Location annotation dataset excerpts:
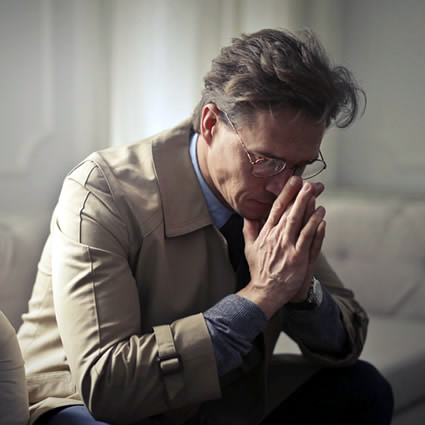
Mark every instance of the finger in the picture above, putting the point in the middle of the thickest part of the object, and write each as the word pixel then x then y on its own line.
pixel 285 197
pixel 251 229
pixel 318 188
pixel 309 230
pixel 294 221
pixel 317 243
pixel 311 207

**Work required:**
Could you retype every line of the records above word for word, leaving out the pictures?

**The reply:**
Mark every instance of the finger in the picture above, putting the point in the middle of the thickest part of the object, and write each as the word pixel then x then y on its own line.
pixel 285 197
pixel 251 229
pixel 318 188
pixel 309 230
pixel 294 221
pixel 317 243
pixel 311 207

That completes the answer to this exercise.